> **Goal of the exercise**
Will you give every entry again exactly as it stands?

───

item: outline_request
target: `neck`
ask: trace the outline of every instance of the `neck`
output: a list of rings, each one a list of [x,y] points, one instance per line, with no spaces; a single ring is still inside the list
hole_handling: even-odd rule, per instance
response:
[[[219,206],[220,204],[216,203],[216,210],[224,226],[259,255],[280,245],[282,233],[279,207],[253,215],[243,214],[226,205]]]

───

> **Task answer**
item: outline_request
target: `neck`
ask: trace the outline of every instance of the `neck`
output: a list of rings, each one a list of [x,y] points, one instance per line, with no spaces; a single ring is still inside the list
hole_handling: even-odd rule, per instance
response:
[[[219,206],[220,204],[216,203],[216,210],[224,226],[259,255],[280,245],[282,233],[279,207],[253,215],[243,214],[226,205]]]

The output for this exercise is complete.